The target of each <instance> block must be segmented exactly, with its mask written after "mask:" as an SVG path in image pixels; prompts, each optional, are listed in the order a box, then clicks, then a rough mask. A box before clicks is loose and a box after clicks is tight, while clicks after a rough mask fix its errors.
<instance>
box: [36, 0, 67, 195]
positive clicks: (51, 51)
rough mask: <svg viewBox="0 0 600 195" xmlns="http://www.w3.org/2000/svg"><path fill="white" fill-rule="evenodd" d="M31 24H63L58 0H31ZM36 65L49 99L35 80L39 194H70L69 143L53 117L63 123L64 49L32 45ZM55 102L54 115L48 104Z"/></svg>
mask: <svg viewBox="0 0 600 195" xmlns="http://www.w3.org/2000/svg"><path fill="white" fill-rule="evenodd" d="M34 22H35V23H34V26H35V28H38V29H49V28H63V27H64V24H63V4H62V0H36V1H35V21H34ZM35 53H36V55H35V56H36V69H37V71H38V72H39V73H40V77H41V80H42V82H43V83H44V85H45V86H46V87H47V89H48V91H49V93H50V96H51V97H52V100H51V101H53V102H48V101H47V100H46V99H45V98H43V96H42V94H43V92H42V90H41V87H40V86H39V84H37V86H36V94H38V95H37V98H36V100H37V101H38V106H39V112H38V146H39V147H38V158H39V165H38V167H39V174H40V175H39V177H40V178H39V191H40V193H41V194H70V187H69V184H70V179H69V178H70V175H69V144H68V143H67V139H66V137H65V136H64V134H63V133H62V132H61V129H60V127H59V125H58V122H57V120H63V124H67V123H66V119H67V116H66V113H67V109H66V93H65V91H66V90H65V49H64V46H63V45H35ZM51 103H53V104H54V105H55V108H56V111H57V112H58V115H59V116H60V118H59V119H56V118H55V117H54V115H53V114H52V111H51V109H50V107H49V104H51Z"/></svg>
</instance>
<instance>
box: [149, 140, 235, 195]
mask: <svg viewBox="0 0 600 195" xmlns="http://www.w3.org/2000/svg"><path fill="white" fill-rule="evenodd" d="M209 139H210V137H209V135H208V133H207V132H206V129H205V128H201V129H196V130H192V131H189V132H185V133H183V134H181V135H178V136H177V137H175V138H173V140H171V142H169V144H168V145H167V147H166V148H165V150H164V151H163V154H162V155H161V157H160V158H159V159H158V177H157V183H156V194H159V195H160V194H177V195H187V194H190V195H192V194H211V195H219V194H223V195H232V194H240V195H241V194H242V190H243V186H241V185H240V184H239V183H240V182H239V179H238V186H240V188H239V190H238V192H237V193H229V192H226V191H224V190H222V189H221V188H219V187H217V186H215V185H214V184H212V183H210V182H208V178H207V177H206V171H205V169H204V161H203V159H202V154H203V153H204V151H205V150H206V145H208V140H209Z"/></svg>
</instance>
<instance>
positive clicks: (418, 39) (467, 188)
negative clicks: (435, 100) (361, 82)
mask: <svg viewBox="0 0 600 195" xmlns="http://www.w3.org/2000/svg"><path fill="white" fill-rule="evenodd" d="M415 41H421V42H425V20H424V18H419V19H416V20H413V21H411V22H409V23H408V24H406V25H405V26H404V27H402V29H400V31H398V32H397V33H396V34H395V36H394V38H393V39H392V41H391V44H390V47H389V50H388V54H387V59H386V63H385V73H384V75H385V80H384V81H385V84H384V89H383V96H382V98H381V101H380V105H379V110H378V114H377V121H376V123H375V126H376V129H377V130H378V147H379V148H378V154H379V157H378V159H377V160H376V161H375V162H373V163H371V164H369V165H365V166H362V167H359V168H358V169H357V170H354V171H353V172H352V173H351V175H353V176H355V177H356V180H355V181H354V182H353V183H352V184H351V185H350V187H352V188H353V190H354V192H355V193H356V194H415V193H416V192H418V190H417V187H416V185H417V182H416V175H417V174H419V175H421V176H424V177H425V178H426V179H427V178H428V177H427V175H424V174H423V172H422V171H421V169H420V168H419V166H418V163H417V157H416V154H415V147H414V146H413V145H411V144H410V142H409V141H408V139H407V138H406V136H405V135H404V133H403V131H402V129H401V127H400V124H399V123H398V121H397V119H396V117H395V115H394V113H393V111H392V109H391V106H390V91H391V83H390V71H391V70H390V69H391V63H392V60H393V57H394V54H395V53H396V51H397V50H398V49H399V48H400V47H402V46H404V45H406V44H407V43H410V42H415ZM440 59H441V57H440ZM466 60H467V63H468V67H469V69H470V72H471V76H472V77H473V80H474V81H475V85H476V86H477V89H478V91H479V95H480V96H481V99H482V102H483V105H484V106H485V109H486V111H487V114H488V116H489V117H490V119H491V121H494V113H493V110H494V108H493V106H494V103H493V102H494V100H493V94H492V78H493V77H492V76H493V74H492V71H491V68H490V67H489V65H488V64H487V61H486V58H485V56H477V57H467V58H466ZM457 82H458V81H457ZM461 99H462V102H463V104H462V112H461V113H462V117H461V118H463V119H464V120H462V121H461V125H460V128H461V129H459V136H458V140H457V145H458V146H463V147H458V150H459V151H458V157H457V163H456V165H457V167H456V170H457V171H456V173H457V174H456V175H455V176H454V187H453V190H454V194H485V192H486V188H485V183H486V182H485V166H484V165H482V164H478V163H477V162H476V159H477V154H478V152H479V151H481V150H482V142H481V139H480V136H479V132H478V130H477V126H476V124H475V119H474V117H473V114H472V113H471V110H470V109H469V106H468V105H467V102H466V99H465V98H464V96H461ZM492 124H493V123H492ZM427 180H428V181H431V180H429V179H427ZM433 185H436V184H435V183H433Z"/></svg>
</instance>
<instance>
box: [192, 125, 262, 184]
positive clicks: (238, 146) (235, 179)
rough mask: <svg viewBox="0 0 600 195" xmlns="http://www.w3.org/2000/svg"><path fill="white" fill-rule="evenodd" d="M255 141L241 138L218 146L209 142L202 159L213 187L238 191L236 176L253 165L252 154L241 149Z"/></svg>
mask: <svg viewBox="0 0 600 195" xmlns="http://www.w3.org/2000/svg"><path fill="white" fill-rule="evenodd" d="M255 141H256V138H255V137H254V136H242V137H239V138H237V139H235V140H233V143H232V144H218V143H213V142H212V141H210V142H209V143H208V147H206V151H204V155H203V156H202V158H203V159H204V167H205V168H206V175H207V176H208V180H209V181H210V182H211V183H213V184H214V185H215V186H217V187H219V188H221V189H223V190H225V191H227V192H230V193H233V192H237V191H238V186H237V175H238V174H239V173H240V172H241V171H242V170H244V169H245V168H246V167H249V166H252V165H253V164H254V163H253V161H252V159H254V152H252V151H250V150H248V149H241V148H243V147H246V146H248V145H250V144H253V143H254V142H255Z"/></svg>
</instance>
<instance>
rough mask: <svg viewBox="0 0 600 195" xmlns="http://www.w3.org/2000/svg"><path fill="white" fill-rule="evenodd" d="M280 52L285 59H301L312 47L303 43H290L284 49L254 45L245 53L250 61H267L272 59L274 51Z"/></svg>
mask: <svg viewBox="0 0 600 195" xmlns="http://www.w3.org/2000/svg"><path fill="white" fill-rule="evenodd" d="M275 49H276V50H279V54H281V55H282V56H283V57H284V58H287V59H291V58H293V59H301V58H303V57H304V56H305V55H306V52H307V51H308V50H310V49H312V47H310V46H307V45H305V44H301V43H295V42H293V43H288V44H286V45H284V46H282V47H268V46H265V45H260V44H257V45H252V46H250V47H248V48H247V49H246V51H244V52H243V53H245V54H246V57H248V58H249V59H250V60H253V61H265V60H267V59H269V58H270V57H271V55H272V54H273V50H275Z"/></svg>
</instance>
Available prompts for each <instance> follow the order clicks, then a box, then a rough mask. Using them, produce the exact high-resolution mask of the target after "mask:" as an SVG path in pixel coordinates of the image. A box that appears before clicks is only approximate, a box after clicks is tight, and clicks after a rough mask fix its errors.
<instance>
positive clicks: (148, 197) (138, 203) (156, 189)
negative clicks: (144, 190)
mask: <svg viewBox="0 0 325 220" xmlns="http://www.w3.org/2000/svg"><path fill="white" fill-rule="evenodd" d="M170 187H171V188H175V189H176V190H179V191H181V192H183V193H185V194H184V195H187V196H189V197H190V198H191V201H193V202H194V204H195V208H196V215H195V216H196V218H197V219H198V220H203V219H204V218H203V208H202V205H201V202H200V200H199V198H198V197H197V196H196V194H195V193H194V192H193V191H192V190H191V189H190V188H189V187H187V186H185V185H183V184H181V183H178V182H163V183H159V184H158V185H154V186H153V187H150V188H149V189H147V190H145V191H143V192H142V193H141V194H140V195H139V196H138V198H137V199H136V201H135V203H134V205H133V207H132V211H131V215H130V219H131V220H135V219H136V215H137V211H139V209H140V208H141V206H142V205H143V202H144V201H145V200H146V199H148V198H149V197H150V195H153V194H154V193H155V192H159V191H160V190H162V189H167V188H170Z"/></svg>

■ Task to complete: Every line of the entries above that holds "then" should be copied out.

■ Answer to this task:
The target of each <instance> block must be segmented exactly, with its mask written after "mask:" as an SVG path in image pixels; prompts, each optional, are listed in the order a box, then clicks, then a rough mask. A box before clicks is loose and a box after clicks is tight, while clicks after a rough mask fix its errors.
Available prompts for each <instance> follow the order clicks, then a box, then a rough mask. Using them, produce the exact high-resolution mask of the target after "mask:" as an SVG path in pixel coordinates of the image. A box that appears before clicks is only approximate, a box after clicks is tight, and clicks after a rough mask fix its errors.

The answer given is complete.